Records from a data collection
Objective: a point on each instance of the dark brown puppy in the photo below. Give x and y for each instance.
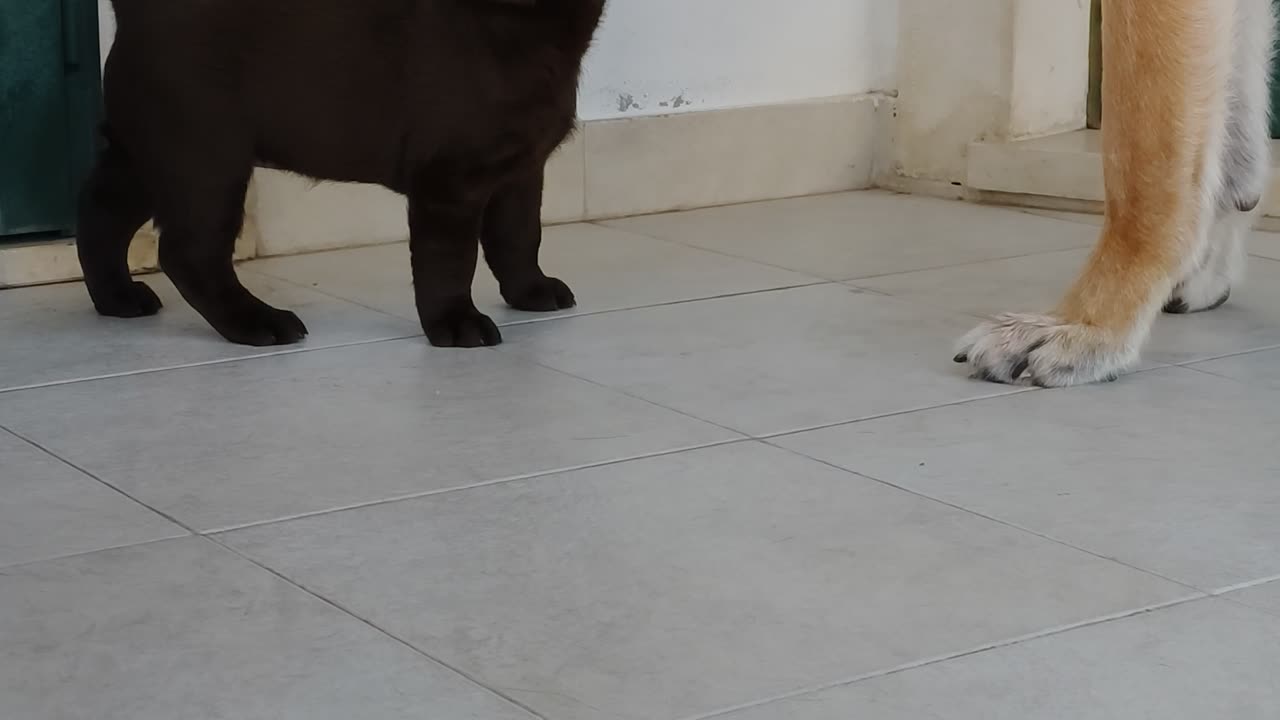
(455, 103)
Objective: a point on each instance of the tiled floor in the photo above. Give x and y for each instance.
(741, 481)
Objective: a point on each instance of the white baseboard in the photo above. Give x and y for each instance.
(608, 169)
(1060, 171)
(617, 168)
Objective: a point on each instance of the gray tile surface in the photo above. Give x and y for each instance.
(1265, 597)
(49, 509)
(767, 363)
(188, 629)
(243, 442)
(1251, 320)
(1188, 662)
(1257, 369)
(548, 519)
(1156, 470)
(671, 587)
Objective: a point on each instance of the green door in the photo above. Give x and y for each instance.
(1095, 103)
(49, 108)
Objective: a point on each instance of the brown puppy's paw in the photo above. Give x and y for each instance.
(461, 326)
(1043, 350)
(261, 326)
(135, 300)
(545, 295)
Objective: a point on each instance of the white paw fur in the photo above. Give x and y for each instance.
(1043, 350)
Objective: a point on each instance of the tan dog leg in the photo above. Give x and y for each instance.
(1182, 153)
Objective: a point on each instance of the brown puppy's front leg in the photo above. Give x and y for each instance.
(444, 244)
(1164, 130)
(512, 236)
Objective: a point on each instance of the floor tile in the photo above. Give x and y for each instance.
(767, 363)
(187, 629)
(675, 586)
(1265, 597)
(1265, 245)
(860, 235)
(1156, 470)
(49, 509)
(242, 442)
(608, 269)
(1258, 369)
(1198, 660)
(1251, 320)
(62, 338)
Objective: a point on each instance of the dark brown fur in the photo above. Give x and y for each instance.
(455, 103)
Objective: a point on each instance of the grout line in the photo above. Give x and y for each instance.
(295, 350)
(964, 264)
(1014, 391)
(997, 520)
(647, 235)
(87, 552)
(118, 491)
(1191, 364)
(941, 659)
(379, 629)
(475, 486)
(1246, 586)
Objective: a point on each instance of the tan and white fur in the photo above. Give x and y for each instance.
(1185, 159)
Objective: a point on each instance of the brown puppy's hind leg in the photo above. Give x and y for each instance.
(1165, 104)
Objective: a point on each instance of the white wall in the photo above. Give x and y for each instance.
(656, 57)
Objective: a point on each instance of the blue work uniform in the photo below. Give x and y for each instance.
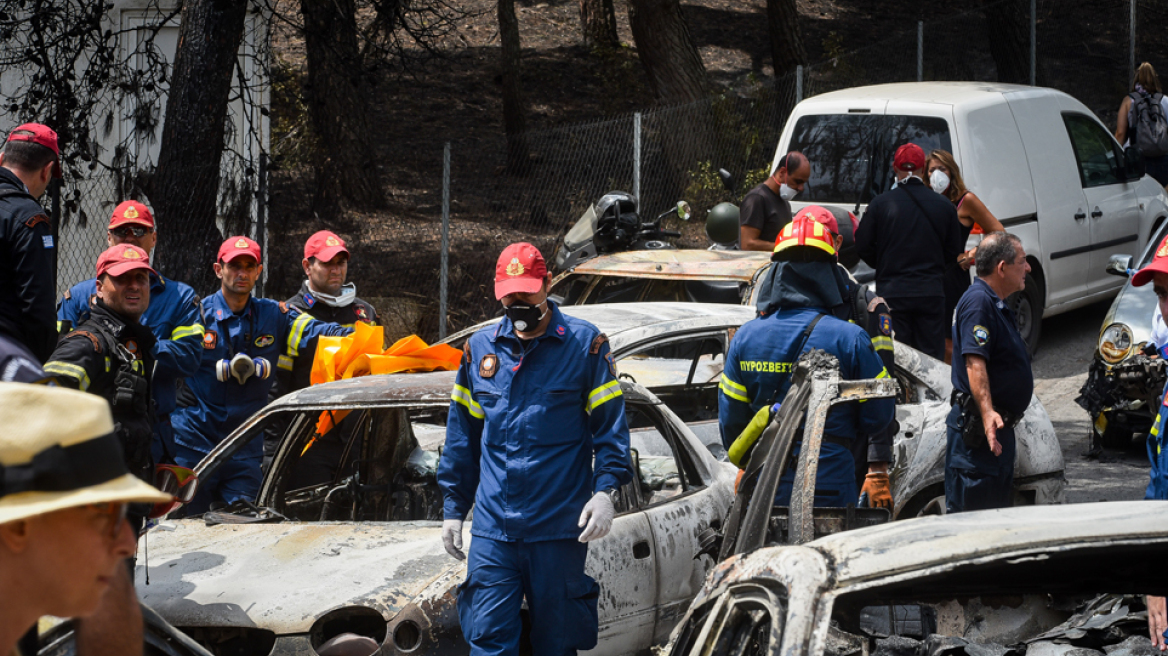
(174, 316)
(264, 328)
(525, 423)
(1158, 453)
(760, 360)
(977, 479)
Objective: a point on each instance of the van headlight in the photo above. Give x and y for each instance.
(1116, 343)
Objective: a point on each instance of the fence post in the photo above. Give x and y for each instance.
(55, 211)
(920, 50)
(637, 156)
(1034, 42)
(1131, 68)
(445, 242)
(262, 216)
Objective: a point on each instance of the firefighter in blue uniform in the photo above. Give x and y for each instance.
(798, 316)
(244, 337)
(1158, 445)
(174, 316)
(992, 382)
(536, 396)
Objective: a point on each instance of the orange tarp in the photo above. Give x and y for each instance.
(361, 354)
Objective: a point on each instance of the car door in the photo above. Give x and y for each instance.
(1112, 207)
(1064, 229)
(623, 565)
(679, 504)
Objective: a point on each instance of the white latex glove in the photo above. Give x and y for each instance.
(452, 537)
(597, 514)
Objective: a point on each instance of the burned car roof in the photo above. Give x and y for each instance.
(626, 323)
(678, 264)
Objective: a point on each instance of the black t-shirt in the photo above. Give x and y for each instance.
(985, 326)
(765, 210)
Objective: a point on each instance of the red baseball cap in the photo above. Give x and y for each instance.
(131, 211)
(123, 258)
(324, 245)
(41, 134)
(236, 246)
(520, 269)
(1159, 265)
(909, 158)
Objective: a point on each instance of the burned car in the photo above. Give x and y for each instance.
(678, 351)
(361, 553)
(967, 584)
(1124, 383)
(929, 586)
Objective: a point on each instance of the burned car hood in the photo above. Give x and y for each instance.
(1132, 307)
(283, 577)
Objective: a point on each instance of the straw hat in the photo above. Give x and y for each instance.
(57, 449)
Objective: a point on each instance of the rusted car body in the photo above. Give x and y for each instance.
(362, 552)
(806, 600)
(676, 350)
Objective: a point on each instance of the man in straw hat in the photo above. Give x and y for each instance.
(63, 493)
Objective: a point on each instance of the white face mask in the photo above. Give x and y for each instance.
(345, 299)
(939, 181)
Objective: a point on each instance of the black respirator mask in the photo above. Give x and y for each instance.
(525, 316)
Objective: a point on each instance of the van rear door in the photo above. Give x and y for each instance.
(1112, 203)
(1063, 225)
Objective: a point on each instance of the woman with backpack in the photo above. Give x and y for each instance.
(1144, 121)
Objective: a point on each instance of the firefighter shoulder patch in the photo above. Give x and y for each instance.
(980, 335)
(37, 220)
(597, 343)
(488, 365)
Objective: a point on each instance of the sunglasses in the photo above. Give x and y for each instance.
(138, 231)
(115, 513)
(179, 482)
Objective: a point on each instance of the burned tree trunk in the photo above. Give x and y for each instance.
(185, 186)
(514, 124)
(1009, 22)
(786, 42)
(336, 92)
(598, 21)
(667, 50)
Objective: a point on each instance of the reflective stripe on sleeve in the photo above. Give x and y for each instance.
(734, 390)
(78, 374)
(463, 396)
(298, 325)
(187, 330)
(603, 395)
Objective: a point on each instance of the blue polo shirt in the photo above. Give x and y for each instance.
(985, 326)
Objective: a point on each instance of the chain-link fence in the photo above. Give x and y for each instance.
(665, 154)
(120, 152)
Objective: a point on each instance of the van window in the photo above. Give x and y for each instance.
(852, 154)
(1095, 151)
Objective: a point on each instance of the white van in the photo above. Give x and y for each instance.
(1041, 160)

Exercise
Set every entry down again exactly as written, and omit the images.

Response to this exercise
Objective: a point on each instance of the dark brown puppy in the photo below. Give x and y for each instance.
(455, 103)
Objective: a point on each instance of the tiled floor in the photo above. Give x and y for each instance.
(741, 481)
Objective: a point on each instance of the white baseboard in the photo above. Give x and y for each instance.
(608, 169)
(1060, 171)
(617, 168)
Objective: a point on each instance of the gray tile surface in the photo above. Give x and y for each instance.
(1265, 597)
(49, 509)
(767, 363)
(188, 629)
(243, 442)
(1251, 320)
(1188, 662)
(1257, 369)
(548, 519)
(1156, 470)
(671, 587)
Objective: a point on each instance of the green door in the photo above. Give x and y for each instance.
(1095, 103)
(49, 108)
Objective: a point on each instance of the brown puppy's paw in the photo above. Give x and y for each instance.
(461, 326)
(1043, 350)
(261, 326)
(135, 300)
(545, 295)
Objective: a point on each instance of the white paw fur in the photo above. Give x and y for each instance.
(1043, 350)
Objective: a point on each instance of the tan dog leg in the photo above. Give x and y for each instance.
(1182, 153)
Objective: a point on each instance of the brown puppy's front leg in the photo above. Give x and y for each instance.
(444, 244)
(1164, 130)
(512, 236)
Objective: a point on each instance of the floor tile in the photo above. Give x and y for each instance.
(767, 363)
(187, 629)
(675, 586)
(1265, 597)
(1265, 245)
(860, 235)
(1156, 470)
(49, 509)
(242, 442)
(608, 269)
(1258, 369)
(1198, 660)
(1251, 320)
(62, 338)
Objective: a point on each instance of the dark brown fur in the photo above. Give x and y for each instance.
(455, 103)
Objective: a point on each instance of the grout line in the photo above. Give x and y for each instance.
(295, 350)
(964, 264)
(1014, 391)
(997, 520)
(647, 235)
(87, 552)
(118, 491)
(1191, 364)
(941, 659)
(379, 629)
(475, 486)
(1246, 586)
Objective: a point on each instance of the tan and white fur in the photo above. Give x and y for each instance.
(1185, 159)
Objective: a point on each instance of the brown puppy's hind leg in the photo above. Give x and y for each instance.
(1165, 104)
Objective: a point on each instance of the white wall in the photo above. Give x and y for each instance.
(656, 57)
Objective: a point on each instance of the blue work uniform in the photo below. Give x and y for each instance.
(174, 316)
(264, 328)
(525, 423)
(1158, 453)
(760, 360)
(977, 479)
Objective: a point on each instance of the van headlight in the photo above. Give x and y for each instance.
(1116, 343)
Objective: a point on each instance of the fence post in the photo above. Give x and y for each instance.
(55, 211)
(920, 50)
(637, 156)
(1034, 42)
(1131, 68)
(445, 242)
(262, 216)
Objective: a point on each instance of the firefighter in blue uniform in the photo above. Give x and y for each instance.
(798, 316)
(244, 337)
(1158, 445)
(174, 316)
(992, 382)
(536, 396)
Objective: a point on each instance of the orange tarp in the photo above. Give x and y for each instance.
(361, 354)
Objective: a point on each instance of the car door in the photo above. Give x and y for each instance.
(1112, 207)
(1064, 229)
(623, 565)
(679, 504)
Objective: a point on each instance of the white latex glove in the photo above. Give x and y for each instance.
(452, 537)
(597, 514)
Objective: a point on each instance of the burned car roof in the photo above. Give x and y for each instance.
(626, 323)
(678, 264)
Objective: a point on each instance of the black t-shirt in the photo above. Give x and y for each instance.
(985, 326)
(765, 210)
Objective: a point on each instance of the red baseball cap in the photo above. Give x and y for each instance.
(131, 211)
(123, 258)
(324, 245)
(41, 134)
(236, 246)
(520, 269)
(1159, 265)
(909, 158)
Objective: a point on each instance of the burned car in the photo above. Give x and y for each instance.
(678, 351)
(361, 553)
(967, 584)
(1124, 383)
(929, 586)
Objective: a point on each instance of the burned car hood in the photo above. Give x and y for each instance.
(1132, 307)
(283, 577)
Objective: a point on each instance of the straw hat in the photo above. Give x and y for each instance.
(57, 449)
Objective: a point on each instance of the rusted car body in the photo above. Give x and y for each instance.
(362, 552)
(806, 600)
(676, 350)
Objective: a point on each instance of the man in straw hat in the photo above. Give x and y for each instance.
(63, 493)
Objective: a point on each instance of the white face mask in the photo above. Give x and y for each instance.
(345, 299)
(939, 181)
Objective: a point on each instance of the black respirator mask in the photo above. Give x and y for each instance.
(525, 316)
Objective: a point on each instance of the van rear door in the photo above. Give x and y for each instance.
(1112, 203)
(1063, 225)
Objective: a point on each instance of the woman with backpack in the photo above. Give x and y for each instance.
(1144, 121)
Objective: a point on each instance of the firefighter shoulder patch in the photo above. Give x and y for each instance.
(980, 335)
(37, 220)
(597, 343)
(488, 365)
Objective: a point on each instance of the sunglasses in the photo above. Give x and y for each instance.
(138, 231)
(115, 513)
(179, 482)
Objective: a point on each instance of the burned tree trunk in the photo above. Give x and y for each instance.
(185, 186)
(514, 124)
(1009, 22)
(786, 42)
(336, 92)
(598, 21)
(667, 50)
Objective: a point on each instance of the reflective stripe on sleeve in the photo above. Give x and y for each instance.
(734, 390)
(78, 374)
(463, 396)
(298, 325)
(187, 330)
(603, 395)
Objective: a point on each instance of the blue polo shirt in the photo above. Give x and y for each instance.
(985, 326)
Objective: a point on each instance of the chain-link fence in the photo above. Give x and y for each instance.
(665, 154)
(120, 152)
Objective: a point on each instance of the van window in the photo above. Give x and y for each instance.
(852, 154)
(1095, 151)
Objective: a point on each instance of the white van in the photo above. Give x and y for each instance.
(1041, 160)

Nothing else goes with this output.